- _Directions_
Output the entries below exactly as written, omitting pictures.

>> START Entries supplied

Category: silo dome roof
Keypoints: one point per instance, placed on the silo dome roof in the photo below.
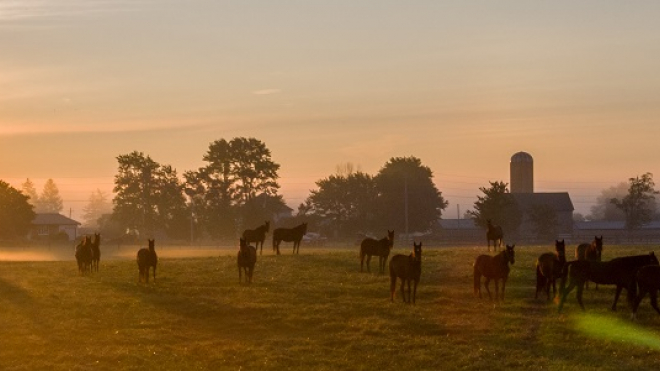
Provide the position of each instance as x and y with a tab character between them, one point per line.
522	157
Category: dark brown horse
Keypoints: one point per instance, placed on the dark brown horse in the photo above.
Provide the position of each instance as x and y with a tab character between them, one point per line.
549	267
247	257
96	252
618	271
590	251
258	236
494	233
289	235
147	258
493	268
380	248
407	268
84	255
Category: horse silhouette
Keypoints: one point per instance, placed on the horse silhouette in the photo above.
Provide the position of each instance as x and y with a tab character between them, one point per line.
648	281
380	248
146	259
494	233
289	235
493	268
618	271
96	252
258	236
549	267
247	257
590	251
407	268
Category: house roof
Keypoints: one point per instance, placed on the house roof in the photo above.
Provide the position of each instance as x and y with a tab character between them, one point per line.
53	219
560	201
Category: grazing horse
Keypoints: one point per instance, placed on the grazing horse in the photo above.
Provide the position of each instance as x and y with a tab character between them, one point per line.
648	281
407	268
258	236
289	235
495	268
84	255
618	271
590	251
381	248
495	234
147	258
247	256
549	267
96	252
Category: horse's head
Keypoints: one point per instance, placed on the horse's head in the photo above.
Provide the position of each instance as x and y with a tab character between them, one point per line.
417	252
510	253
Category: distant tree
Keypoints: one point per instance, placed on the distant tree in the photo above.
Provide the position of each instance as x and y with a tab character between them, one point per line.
497	205
50	200
638	205
604	209
97	205
544	220
401	181
29	190
16	213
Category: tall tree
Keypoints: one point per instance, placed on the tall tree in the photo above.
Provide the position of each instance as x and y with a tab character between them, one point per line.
16	213
496	205
407	196
639	204
50	200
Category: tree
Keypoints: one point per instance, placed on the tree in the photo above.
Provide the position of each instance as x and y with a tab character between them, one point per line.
50	200
149	196
497	205
97	205
16	213
407	196
638	205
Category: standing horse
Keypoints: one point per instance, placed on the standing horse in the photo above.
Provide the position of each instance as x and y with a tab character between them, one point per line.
493	267
380	248
407	268
618	271
549	267
84	255
247	256
96	252
590	251
258	236
495	234
147	258
648	281
289	235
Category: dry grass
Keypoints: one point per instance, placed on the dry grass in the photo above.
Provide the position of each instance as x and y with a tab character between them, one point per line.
312	311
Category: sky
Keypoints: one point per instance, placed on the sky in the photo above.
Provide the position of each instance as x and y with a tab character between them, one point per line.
462	85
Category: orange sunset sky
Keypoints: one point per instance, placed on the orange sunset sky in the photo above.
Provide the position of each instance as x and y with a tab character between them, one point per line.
462	85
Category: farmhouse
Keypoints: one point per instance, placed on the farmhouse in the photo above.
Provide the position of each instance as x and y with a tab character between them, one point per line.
49	225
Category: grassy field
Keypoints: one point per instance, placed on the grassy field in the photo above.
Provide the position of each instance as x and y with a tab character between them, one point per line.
311	311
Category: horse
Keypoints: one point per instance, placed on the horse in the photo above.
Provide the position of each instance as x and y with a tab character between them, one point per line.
96	252
590	251
83	255
407	268
549	267
289	235
495	234
146	259
648	281
618	271
380	248
258	236
247	256
495	268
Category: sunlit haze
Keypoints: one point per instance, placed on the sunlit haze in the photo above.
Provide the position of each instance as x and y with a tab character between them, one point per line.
460	85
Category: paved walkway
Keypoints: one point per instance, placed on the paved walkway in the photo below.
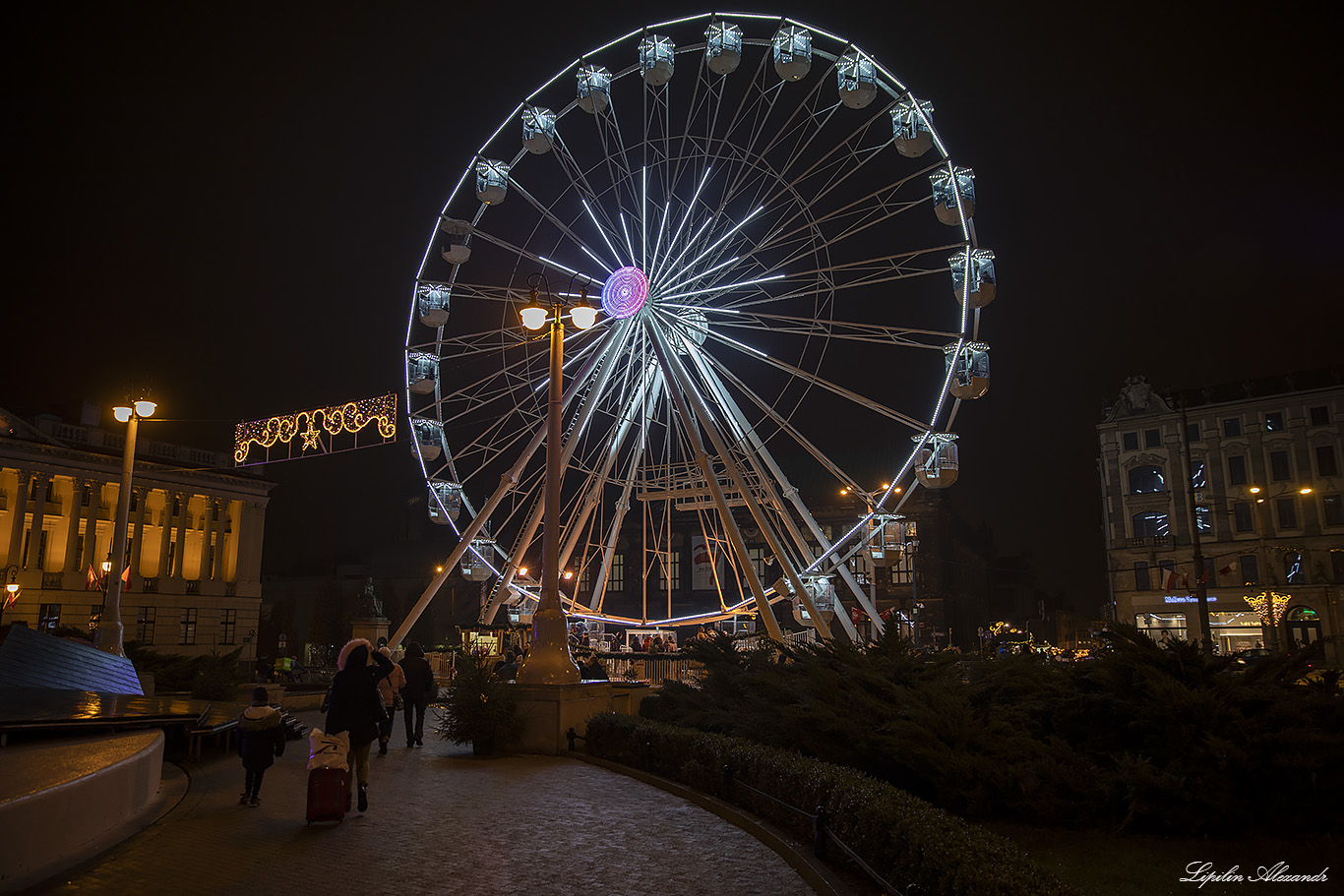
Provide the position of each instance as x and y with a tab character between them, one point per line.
440	819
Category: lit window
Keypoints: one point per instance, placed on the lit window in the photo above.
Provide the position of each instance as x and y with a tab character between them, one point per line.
1295	571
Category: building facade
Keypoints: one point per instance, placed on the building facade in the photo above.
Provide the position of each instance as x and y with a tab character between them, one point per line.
194	538
1262	463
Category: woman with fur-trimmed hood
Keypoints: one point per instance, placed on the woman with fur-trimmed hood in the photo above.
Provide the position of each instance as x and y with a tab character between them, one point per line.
356	705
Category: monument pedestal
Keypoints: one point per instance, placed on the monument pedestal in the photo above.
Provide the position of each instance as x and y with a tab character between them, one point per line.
549	711
371	627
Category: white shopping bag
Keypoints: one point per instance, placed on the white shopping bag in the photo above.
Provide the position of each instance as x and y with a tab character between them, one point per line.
328	751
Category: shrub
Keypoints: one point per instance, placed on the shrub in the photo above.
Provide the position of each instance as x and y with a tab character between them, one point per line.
900	837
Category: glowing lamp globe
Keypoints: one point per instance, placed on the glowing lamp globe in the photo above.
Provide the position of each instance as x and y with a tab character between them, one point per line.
625	292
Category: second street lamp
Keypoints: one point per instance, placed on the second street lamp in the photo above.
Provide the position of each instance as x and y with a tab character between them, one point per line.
107	637
549	660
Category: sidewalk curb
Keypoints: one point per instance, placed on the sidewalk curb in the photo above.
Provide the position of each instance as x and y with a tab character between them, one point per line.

>> END Entries supplied

- _Answer below_
Category: silo dome roof
Keypoints: one point per instance, placed on the silo dome roof in the photo below.
Provide the position of each instance as x and y with a tab character between them, one point per line.
522	157
Category: dark brown horse
Keypoints: one point per instance, placed on the dark brown horse in the photo above.
Provide the position of each instance as x and y with a tab character between them, one point per line.
549	267
247	257
96	252
618	271
590	251
258	236
494	233
289	235
147	258
493	268
380	248
407	268
84	255
Category: horse silhouette
Keypoints: one point per instance, placed on the horse silhouette in the photo above.
Provide the position of each instance as x and y with a tab character between them, one point per line.
648	281
380	248
146	259
494	233
289	235
493	268
618	271
96	252
258	236
549	267
247	257
590	251
407	268
Category: house roof
Keypoints: one point per instance, placed on the house roof in the photo above.
Provide the position of each instance as x and y with a tab character between them, one point per line.
53	219
560	201
Category: grazing horse
Keypoints: one point per instance, placed on the grazing horse in the photo above.
Provide the position of each instance as x and y with a tab character between them, one point per line.
648	281
407	268
258	236
289	235
495	268
84	255
618	271
590	251
381	248
495	234
147	258
247	256
549	267
96	252
Category: horse's head
Keypoints: one point per instance, placed on the horse's head in the photo above.
Provide the position of each instance as x and y with a tab character between them, one point per line.
417	252
510	253
Category: distant tree
Keypoints: one point per instance, placed on the distant tree in the photo above.
Provide the position of each instance as x and y with a tab character between them, one point per line.
497	205
50	200
638	205
604	209
97	205
544	220
401	181
29	190
16	213
Category: tall tree
Keypoints: one point per instance, placed on the tall tree in the photo above.
Provide the position of each instance as x and y with a tab character between them, one point per line.
16	213
496	205
407	196
639	204
50	200
Category: tree
Keypoints: one point per instance, placed on the tree in the photo above.
Provide the position of each instance as x and y with a tab character between them, one point per line.
50	200
149	196
497	205
97	205
16	213
407	196
638	205
Category: standing horse
Keypoints: one point per instance, placed on the standing horse in the photo above.
Provide the position of each instance as x and y with a tab character between them, one point per line.
493	267
380	248
407	268
618	271
549	267
84	255
247	256
96	252
590	251
258	236
495	234
147	258
648	281
289	235
Category: dry grass
Keypoints: one point per instance, placed on the dry grass in the photo above.
Provide the position of each instance as x and y with a tab character between them, one point per line.
312	311
Category: sky
Keypoints: one point per instance, placed on the sky in the photo above.
Provide the position of each instance as x and y with a tab character between them, one point per line.
462	85
Category: orange sunset sky
Keypoints: one point per instance, placed on the orange sunset sky in the photo above.
Provide the position of each instance as x and y with a tab character between them, one point per line.
462	85
Category: farmhouse
Keypoints: one point per instance, placed on the farmhouse in the photo above.
Provide the position of each instance as x and y with a tab character between them, one point per line.
49	225
Category: grassy field
Keypoints: one point per instance, placed on the grassy field in the photo above.
Provide the position of each instance as x and y with a tab character between them, one point per line.
311	311
Category: horse
Keypoints: one point per instance, placed on the horse in the photo above.
Provide the position of each instance as x and y with a tab character between them, one point per line.
96	252
590	251
83	255
407	268
549	267
289	235
495	234
146	259
648	281
618	271
380	248
258	236
247	256
495	268
Category: sunlit haze
Keypoints: one point per instance, placed on the sunlit haze in the photo above.
Provide the position of each instance as x and y with a tab character between them, one point per line.
460	85
Category: paved walkway
Keypoints: one point per instance, placed on the paved walkway in the photo below.
Provide the position of each instance as x and y with a tab character between them, one point per line.
440	819
Category: lit window
Keypoints: one point per instance, placed on the lit window in the photo above.
Provide the position of each instance as x and y with a tab character between them, one point per line.
1295	571
Category: building facade
Keypoints: one point per instance, placed on the building facade in the photo above.
Provide the position of each instance as x and y with a tab character between them, one point per line.
194	538
1262	463
Category: woman with fur-trimmed hood
Keypoints: one point per instance, placed on the woman with fur-trimmed hood in the photo above.
Provide the position of each instance as x and y with a tab character between them, one point per line.
356	705
Category: monument pedestal
Keypoints: one point per instance, placed on the monument pedestal in the photo above.
Provide the position of each instance as x and y with a tab character between them, one point per line.
549	711
371	627
Category: white shopping bag
Keypoints: one point per instance, placed on the white shopping bag in the photo above.
Provide the position of each instance as x and y with a tab character between them, one point per line.
328	751
Category: shrub
Keypoints: one point per instance, placed on the shrub in the photo above.
Provide the position of each instance as x and y with a tab character between them, one point per line.
900	837
Category: glowing lamp globe
Keypoints: one point per instance, placed on the glowing lamp globe in the photo above.
Provide the position of each instance as x and y with a tab character between them, one point per line.
625	292
Category: second street lamp
Keypoints: one point per instance, placed on the second street lamp in the photo above.
Provide the position of each instance as x and y with a tab character between them, one point per line.
107	637
549	660
Category: sidewalk curb
Keypoints: one point per instance, placed on the sidewalk curb in the photo above.
Provide the position of each instance as x and y with a tab character between them, one point per line.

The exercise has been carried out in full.